- _PROBLEM REQUIREMENTS_:
In one to three sentences, explain why the article on the Yolanda/Haiyan disaster says it is not surprising that President Aquino scored well in satisfaction ratings among Yolanda survivors.

- _PROVIDED TEXT_:
Power to the people: an urgent paradigm for disasters

Dean Tony La Viña, Arvin Jo

This is AI generated summarization, which may have errors. For context, always refer to the full article.

A rights-based approach frees the rights holders from dependency and the burden of gratitude, and instead gives a sense of empowerment

100 days have passed since Yolanda/Haiyan devasted Leyte, Samar, and other islands in the center of our archipelago. The government, the international community, the private sector, and citizen organzations have been trying to respond to the challenges the disaster caused. It’s not surprising in this context that, in a survey conducted by the Social Weather Stations, President Aquino scored well in terms of satisfaction ratings among Yolanda survivors. People appreciate the effort even if the outcomes are not necessarily to their satisfaction.

Still, in the afflicted lands, we know that there is dissastisfaction, even serious unrest and anger. Consider that two days after the SES survey results came out, protesters reportedly numbering around 10,000, and coming all the way from other Yolanda stricken areas in the Samar and Leyte provinces marched through the streets of Tacloban City to express their indignation over the government’s purported shortcomings. The protesters demanded P40,000 in direct cash assistance from the national government and were calling for the repeal of the 40 meters ‘no-build zone’ from the shoreline policy, among other gripes, and have since issued an ultimatum for the government to heed their demands.

(Stored records)

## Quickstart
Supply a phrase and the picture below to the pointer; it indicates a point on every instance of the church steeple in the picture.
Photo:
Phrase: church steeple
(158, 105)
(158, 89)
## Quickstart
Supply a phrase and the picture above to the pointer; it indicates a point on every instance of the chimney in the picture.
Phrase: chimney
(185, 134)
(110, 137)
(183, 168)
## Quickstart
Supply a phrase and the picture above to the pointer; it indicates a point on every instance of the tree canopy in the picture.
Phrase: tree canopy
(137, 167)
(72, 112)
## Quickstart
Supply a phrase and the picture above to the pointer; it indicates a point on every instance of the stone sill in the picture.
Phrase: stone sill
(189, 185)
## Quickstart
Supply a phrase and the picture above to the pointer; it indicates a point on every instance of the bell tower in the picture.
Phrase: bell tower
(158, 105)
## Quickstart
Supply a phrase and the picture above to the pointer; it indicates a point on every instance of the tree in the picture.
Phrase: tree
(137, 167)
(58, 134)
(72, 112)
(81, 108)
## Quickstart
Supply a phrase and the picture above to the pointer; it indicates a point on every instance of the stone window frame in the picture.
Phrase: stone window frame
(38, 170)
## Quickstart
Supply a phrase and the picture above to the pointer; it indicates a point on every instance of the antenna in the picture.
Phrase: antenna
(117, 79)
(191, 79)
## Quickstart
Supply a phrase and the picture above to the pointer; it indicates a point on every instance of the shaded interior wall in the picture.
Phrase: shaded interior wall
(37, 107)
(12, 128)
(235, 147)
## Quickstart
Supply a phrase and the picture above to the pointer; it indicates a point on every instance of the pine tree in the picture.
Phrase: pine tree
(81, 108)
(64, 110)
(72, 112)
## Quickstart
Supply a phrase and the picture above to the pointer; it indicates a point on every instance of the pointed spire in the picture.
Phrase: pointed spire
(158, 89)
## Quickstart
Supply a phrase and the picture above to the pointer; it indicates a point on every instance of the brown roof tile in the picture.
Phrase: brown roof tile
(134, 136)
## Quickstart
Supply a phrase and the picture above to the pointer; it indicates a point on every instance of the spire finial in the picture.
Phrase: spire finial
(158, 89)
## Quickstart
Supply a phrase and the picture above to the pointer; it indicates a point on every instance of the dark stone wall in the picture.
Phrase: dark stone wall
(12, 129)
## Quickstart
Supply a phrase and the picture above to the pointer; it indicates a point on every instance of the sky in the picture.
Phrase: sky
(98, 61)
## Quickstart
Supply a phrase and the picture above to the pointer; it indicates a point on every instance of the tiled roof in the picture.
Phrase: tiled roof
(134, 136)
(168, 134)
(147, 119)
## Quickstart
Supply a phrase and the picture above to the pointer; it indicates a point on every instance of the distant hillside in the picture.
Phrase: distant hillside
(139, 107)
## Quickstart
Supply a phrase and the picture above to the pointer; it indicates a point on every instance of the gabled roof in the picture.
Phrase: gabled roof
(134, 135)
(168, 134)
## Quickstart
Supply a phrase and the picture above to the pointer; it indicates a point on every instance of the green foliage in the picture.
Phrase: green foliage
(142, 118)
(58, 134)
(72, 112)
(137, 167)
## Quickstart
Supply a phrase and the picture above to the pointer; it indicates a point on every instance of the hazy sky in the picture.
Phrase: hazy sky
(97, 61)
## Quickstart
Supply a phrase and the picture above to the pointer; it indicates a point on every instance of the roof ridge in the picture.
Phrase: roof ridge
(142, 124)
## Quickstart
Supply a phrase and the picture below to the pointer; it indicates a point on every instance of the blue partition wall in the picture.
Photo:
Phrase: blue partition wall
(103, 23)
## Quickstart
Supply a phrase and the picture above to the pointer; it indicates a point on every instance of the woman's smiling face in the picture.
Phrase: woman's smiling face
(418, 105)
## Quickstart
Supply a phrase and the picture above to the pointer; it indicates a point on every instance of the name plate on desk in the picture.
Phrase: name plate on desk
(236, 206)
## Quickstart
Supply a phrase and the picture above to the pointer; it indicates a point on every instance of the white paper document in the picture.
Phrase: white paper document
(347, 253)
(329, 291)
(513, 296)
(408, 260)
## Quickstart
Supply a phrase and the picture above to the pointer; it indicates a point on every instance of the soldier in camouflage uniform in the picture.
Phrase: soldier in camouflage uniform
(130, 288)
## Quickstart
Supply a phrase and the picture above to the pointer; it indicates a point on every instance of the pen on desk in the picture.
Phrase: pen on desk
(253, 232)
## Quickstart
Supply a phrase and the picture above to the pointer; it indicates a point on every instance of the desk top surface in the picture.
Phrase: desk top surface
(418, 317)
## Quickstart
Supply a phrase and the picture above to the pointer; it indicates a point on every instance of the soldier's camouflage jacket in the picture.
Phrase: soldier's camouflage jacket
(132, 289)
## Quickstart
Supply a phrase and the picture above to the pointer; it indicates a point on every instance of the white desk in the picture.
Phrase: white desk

- _EXERCISE RESULT_:
The government, the international community, the private sector and citizen organizations have all been trying to respond to the challenges the disaster caused. People appreciate that effort even if the outcomes are not necessarily to their satisfaction.